What you will do >>
A – List every week at which the cats were examined, according to the summary of the feline hyperthyroidism treatment study.
B – Extend the summary of the feline hyperthyroidism treatment study past its final sentence.

Selected extract >>
-*-*-

Previous studies on transdermal methimazole have used pluronic lecithin organogel as the vehicle. This might not be the most suitable vehicle for a lipophilic drug, such as methimazole.

Hypothesis/Objectives

Once daily transdermal administration of a novel lipophilic formulation of methimazole is as safe and effective as oral carbimazole in treating hyperthyroidism in cats.

Animals

Forty-five client-owned cats diagnosed with hyperthyroidism.

Methods

Prospective study. Cats with newly diagnosed, untreated hyperthyroidism were treated with carbimazole (5 mg PO, q12h) or methimazole (10 mg) applied to the inner pinnae q24h. Cats were examined after 0, 1, 4, 8, and 12 weeks of treatment. Clinical signs, body weight, systolic blood pressure, hematologic, serum biochemical and urine parameters, total serum thyroxine concentrations (TT4), and serum methimazole concentrations were recorded.

-*-*-

Data supplied >>
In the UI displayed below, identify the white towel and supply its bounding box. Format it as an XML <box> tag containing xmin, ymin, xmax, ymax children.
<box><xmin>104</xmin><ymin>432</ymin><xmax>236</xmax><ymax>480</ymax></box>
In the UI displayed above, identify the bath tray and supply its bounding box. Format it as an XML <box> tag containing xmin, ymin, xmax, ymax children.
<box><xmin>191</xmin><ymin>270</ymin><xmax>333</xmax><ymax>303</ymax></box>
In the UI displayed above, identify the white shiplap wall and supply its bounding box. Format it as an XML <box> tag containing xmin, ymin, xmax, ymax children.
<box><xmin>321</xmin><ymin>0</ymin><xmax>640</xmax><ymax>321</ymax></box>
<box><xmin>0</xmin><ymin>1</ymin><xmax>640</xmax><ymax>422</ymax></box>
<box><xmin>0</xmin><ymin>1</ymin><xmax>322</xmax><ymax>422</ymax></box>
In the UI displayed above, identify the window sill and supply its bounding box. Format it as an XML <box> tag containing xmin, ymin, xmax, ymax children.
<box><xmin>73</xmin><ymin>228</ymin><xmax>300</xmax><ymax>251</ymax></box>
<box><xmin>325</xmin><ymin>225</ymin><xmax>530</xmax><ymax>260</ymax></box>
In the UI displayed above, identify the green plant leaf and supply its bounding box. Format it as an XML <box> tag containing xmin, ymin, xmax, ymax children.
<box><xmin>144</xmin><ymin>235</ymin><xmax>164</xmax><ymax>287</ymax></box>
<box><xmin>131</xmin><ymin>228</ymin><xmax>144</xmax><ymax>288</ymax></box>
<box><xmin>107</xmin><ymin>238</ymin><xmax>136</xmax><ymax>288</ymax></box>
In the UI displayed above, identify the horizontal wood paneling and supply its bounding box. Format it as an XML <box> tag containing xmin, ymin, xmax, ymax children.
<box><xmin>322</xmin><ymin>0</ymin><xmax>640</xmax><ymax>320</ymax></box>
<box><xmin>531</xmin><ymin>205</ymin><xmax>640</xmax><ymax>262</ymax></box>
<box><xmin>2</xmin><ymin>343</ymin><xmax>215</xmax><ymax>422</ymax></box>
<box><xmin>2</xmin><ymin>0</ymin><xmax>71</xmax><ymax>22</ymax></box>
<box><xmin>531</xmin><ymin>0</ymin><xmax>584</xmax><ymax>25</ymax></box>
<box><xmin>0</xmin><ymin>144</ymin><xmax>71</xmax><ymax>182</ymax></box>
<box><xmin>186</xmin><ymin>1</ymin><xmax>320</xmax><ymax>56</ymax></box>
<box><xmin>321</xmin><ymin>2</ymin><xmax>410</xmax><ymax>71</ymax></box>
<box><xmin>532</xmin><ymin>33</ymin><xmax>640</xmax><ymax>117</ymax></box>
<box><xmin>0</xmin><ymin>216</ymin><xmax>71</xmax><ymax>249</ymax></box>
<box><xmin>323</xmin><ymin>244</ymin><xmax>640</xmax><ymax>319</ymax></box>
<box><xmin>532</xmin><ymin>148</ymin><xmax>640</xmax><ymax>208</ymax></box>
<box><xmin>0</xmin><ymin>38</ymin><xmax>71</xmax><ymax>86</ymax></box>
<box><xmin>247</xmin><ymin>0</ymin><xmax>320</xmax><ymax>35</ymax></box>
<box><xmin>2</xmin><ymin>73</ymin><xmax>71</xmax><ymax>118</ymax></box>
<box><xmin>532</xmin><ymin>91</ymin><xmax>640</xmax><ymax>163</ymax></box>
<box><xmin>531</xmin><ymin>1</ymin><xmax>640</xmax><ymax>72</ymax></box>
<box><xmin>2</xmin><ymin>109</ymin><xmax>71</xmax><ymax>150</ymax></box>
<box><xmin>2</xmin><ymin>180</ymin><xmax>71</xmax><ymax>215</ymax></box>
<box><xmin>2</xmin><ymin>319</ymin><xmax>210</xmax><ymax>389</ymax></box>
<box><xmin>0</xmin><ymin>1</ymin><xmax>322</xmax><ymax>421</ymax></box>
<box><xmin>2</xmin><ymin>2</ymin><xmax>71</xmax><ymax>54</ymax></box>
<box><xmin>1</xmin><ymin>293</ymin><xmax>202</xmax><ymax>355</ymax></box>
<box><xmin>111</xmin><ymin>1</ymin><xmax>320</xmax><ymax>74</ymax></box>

-*-*-

Responses in order >>
A – 0, 1, 4, 8, and 12 weeks

B –
Results

No significant differences between groups were detected at day 0. Both formulations were effective in treating hyperthyroidism. No significant differences were detected in thyroxine concentrations, body weight, blood pressure, heart rate, alkaline phosphatase, alanine aminotransferase, creatinine, urea, and urine specific gravity (USG) between groups. The serum methimazole concentrations correlated poorly with TT4-concentrations in both groups.

Conclusions and Clinical Importance

In this 12-week trial, once daily application of a novel formulation of transdermal methimazole applied to the pinnae was as effective and safe as twice daily oral carbimazole in the treatment of cats with hyperthyroidism. This novel formulation and transdermal application could have practical advantages to some pet owners.